**What to do**
With pictures left out, write out exactly every line from the start of the data through the one that contains "If you could pin the driveway".

════════════════

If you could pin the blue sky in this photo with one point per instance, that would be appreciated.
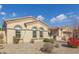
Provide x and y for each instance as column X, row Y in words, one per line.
column 52, row 14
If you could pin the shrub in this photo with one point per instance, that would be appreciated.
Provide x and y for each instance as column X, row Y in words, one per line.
column 1, row 38
column 48, row 40
column 57, row 45
column 47, row 47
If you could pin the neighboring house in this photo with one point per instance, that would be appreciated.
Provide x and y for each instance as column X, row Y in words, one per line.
column 24, row 30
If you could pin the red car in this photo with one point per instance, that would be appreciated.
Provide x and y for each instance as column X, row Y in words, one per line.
column 73, row 42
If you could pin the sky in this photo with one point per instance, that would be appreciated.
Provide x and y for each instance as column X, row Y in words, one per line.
column 52, row 14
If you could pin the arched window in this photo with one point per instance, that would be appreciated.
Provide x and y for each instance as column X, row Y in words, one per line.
column 34, row 29
column 18, row 31
column 41, row 32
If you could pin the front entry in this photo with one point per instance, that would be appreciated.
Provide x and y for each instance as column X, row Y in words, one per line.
column 17, row 36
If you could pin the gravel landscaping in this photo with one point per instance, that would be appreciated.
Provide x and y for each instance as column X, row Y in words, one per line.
column 34, row 48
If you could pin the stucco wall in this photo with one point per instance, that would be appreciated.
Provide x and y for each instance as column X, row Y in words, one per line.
column 26, row 35
column 4, row 37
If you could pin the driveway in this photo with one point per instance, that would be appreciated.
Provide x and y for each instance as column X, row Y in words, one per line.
column 34, row 48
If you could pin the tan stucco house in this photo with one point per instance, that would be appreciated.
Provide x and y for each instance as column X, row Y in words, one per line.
column 24, row 30
column 61, row 33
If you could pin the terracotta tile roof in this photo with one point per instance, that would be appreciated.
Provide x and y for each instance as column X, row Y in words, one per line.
column 9, row 21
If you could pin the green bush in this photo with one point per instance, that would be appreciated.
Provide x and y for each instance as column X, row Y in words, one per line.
column 1, row 38
column 47, row 47
column 32, row 41
column 48, row 40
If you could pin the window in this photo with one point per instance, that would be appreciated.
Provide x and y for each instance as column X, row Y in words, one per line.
column 41, row 32
column 34, row 29
column 18, row 31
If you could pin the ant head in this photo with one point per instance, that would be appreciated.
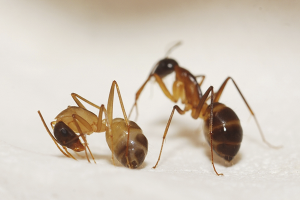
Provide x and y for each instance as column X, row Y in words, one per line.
column 164, row 67
column 65, row 136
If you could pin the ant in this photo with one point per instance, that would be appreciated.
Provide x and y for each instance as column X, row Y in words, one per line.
column 124, row 138
column 222, row 128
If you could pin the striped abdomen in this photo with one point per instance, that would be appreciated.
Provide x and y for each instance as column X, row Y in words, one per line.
column 227, row 131
column 138, row 143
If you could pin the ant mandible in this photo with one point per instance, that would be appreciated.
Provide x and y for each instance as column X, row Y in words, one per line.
column 222, row 128
column 124, row 138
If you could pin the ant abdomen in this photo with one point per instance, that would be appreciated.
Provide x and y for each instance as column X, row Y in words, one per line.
column 227, row 131
column 137, row 146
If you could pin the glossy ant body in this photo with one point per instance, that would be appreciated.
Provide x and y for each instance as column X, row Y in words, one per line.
column 124, row 138
column 222, row 128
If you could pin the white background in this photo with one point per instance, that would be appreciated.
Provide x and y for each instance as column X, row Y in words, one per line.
column 49, row 49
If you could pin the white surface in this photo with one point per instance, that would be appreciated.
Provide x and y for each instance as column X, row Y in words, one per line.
column 49, row 49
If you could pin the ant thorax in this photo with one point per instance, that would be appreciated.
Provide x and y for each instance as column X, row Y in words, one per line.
column 137, row 144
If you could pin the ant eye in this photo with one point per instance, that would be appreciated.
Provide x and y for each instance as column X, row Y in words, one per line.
column 165, row 67
column 170, row 65
column 64, row 132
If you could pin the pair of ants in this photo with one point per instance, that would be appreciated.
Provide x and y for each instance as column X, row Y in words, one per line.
column 222, row 128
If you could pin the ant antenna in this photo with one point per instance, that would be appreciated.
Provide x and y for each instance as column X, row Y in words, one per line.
column 173, row 47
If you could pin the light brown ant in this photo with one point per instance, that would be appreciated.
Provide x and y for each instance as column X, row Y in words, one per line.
column 124, row 138
column 222, row 128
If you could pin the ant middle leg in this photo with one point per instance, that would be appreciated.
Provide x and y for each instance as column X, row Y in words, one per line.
column 76, row 119
column 218, row 95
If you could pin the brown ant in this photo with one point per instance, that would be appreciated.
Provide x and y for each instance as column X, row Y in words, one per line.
column 222, row 128
column 124, row 138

════════════════

**Reply to the task**
If you could pin the blue sky in this photo with one point per instance, that would be appreciated.
Provide x and y for each instance as column X, row Y in words, one per line.
column 52, row 14
If you could pin the shrub in this photo with one point per instance, that would be appreciated.
Provide x and y for each instance as column X, row Y in words, one per line.
column 1, row 38
column 48, row 40
column 57, row 45
column 47, row 47
If you could pin the neighboring house in this photo with one point per instance, that would be appreciated.
Provide x and y for each instance as column X, row Y in words, one per line.
column 24, row 30
If you could pin the red car in this photo with one point per instance, that would be appreciated.
Provide x and y for each instance as column X, row Y in words, one per line.
column 73, row 42
If you could pin the sky in this photo with one point per instance, that would be appreciated.
Provide x and y for each instance as column X, row Y in words, one per line.
column 52, row 14
If you could pin the arched window in this photo with one point per instance, that would be appreciated.
Provide x and y for each instance as column X, row Y in words, one per line.
column 34, row 29
column 18, row 31
column 41, row 32
If you could pin the front entry in this photo with one point per instance, that would be appreciated.
Provide x and y for each instance as column X, row Y in words, one per line.
column 17, row 36
If you could pin the gravel landscaping in this photo with one point per instance, that would be appreciated.
Provide x and y for each instance as column X, row Y in words, one per line.
column 34, row 48
If you could pin the stucco wall in this photo with one point per instance, that would be appreciated.
Provide x and y for each instance as column X, row Y in words, one per line.
column 26, row 35
column 4, row 37
If you could pin the driveway in this photo with one point per instance, that would be appreciated.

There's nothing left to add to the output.